▸ Problem details
Express these records as a two-column CSV with the columns request and points, one row per request, putting its text in request and its answer in points. Quote every field, replace line breaks with spaces, and leave the pictures out.

▸ Image location labeling entries
--- START ---
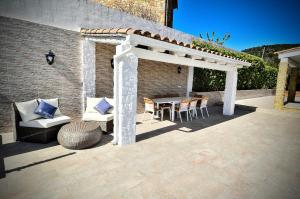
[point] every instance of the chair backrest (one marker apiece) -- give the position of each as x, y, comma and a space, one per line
149, 104
184, 105
204, 102
193, 103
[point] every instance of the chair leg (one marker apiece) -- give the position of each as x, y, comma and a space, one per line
202, 113
180, 116
207, 112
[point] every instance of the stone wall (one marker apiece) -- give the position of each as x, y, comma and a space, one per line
216, 97
25, 74
154, 78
--- END ---
▸ Correct answer
request,points
"[point] every instance of the chair backrest (one marker apiece) -- give the position of each as x, y, comma and a space, one per line","149, 104 184, 105 204, 102 193, 103"
"[point] every instance of the chair leg (one marker apiece) -- give the position of each as x, y, comma and a space, one per line","202, 113 180, 116 207, 112"
"[point] every instance of the stone wall (one marker apiece) -- give the position of each as x, y, comma and a space, one per line","216, 97 25, 74 154, 78"